Financial Steps to Take Once You’re Married in 2023
NEW YORK, February 10, 2023 (Newswire.com) - iQuanti: Getting married is an exciting time, but it also means taking on new financial responsibilities. Here are seven important steps to take once you're married in 2023:
1. Discuss personal finances first
The most critical piece to ensuring your marriage is successful is to start with open communication about your finances. Talk with your partner about your current financial situation and your finance-related goals for the future. Ask them to do the same and ensure you're both on the same page.
Some questions to consider:
- Do we want kids? How will we pay for their education?
- Do we want to own a home or rent for the foreseeable future?
- How much debt do we each have? How critical is it for us to get out of debt quickly?
- How much savings do we feel we need? Is there an amount we'd consider "too low" to be comfortable? How will we each contribute to the savings?
- What are our retirement goals?
- What investments do we have, and how comfortable are we with taking risks in the stock market?
- What are our credit scores? Do we need to make it a priority for one or both of us to improve it? (This is especially critical as your goals for marriage and credit scores can either work in harmony or make your home life stressful very quickly.)
2. Decide if you'll open joint accounts or keep your finances separate
Traditionally married couples would combine their finances into joint accounts. This is changing as more couples earn dual incomes to save for their individual and combined goals. Joint accounts can be beneficial, but only if both partners are comfortable with the arrangement. If you're one of these couples, it's important to have open and honest conversations about the arrangement.
If you choose to separate your finances, create a budget for each person and discuss spending regularly. This way, you'll stay accountable and avoid any financial surprises down the road.
3. Change over your beneficiary information
If you have any life insurance, retirement plans, or other assets that will benefit your partner after you die, it's important to change these beneficiary designations as soon as possible. By doing this, your partner will be the primary beneficiary of these assets, and they'll be able to access them without legal complications.

(Coordinate annotation records)
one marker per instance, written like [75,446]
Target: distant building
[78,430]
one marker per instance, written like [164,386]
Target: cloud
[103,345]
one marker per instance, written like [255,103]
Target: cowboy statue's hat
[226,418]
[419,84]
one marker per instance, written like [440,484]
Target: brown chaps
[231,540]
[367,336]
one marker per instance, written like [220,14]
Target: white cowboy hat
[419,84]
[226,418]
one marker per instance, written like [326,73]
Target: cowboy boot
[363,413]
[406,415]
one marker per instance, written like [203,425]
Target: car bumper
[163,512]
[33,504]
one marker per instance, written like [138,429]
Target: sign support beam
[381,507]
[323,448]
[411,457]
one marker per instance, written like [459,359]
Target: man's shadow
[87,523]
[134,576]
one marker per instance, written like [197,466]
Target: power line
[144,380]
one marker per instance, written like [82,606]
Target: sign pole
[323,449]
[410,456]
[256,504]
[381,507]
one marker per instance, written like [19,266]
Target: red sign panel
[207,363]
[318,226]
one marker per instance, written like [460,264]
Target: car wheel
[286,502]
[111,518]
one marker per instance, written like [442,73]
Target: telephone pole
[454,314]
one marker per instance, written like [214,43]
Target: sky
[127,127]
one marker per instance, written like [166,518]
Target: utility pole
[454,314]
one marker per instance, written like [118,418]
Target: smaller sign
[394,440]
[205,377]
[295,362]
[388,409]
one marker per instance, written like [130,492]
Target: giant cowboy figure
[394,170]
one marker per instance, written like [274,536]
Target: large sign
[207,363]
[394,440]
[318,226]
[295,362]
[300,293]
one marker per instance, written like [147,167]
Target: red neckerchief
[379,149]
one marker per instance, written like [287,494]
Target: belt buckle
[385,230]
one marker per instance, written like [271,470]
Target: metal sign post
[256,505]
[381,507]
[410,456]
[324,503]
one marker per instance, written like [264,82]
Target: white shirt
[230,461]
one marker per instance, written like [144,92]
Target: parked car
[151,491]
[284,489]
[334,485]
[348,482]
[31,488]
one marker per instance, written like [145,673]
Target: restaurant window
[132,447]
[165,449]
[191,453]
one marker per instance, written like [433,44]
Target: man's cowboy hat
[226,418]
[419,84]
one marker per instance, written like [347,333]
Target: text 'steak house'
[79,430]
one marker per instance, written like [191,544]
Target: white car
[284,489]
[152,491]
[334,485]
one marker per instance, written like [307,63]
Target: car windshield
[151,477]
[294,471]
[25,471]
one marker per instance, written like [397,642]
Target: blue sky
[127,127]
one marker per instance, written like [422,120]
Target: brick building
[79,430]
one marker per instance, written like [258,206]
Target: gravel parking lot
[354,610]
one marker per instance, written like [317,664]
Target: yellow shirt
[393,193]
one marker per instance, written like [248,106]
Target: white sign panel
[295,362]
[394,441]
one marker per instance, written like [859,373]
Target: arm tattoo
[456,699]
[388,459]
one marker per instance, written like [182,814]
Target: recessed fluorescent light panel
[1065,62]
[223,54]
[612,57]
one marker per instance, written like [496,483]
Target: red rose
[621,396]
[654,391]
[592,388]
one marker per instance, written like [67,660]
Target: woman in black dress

_WHAT TO DO_.
a. Using the marriage finances article, answer each question:
(i) How many steps does it list to take once you're married in 2023?
(ii) If a couple chooses to keep their finances separate, what should they create for each person?
(iii) Which kinds of holdings does it name when discussing changing beneficiary designations?
b. Reproduce word for word the passage of the marriage finances article between "- Do we want to" and "stressful very quickly.)", inclusive.

_ANSWERS TO THE PROBLEMS_.
a.
(i) Seven.
(ii) A budget for each person.
(iii) Life insurance, retirement plans, or other assets that will benefit your partner after you die.

b.
- Do we want to own a home or rent for the foreseeable future?
- How much debt do we each have? How critical is it for us to get out of debt quickly?
- How much savings do we feel we need? Is there an amount we'd consider "too low" to be comfortable? How will we each contribute to the savings?
- What are our retirement goals?
- What investments do we have, and how comfortable are we with taking risks in the stock market?
- What are our credit scores? Do we need to make it a priority for one or both of us to improve it? (This is especially critical as your goals for marriage and credit scores can either work in harmony or make your home life stressful very quickly.)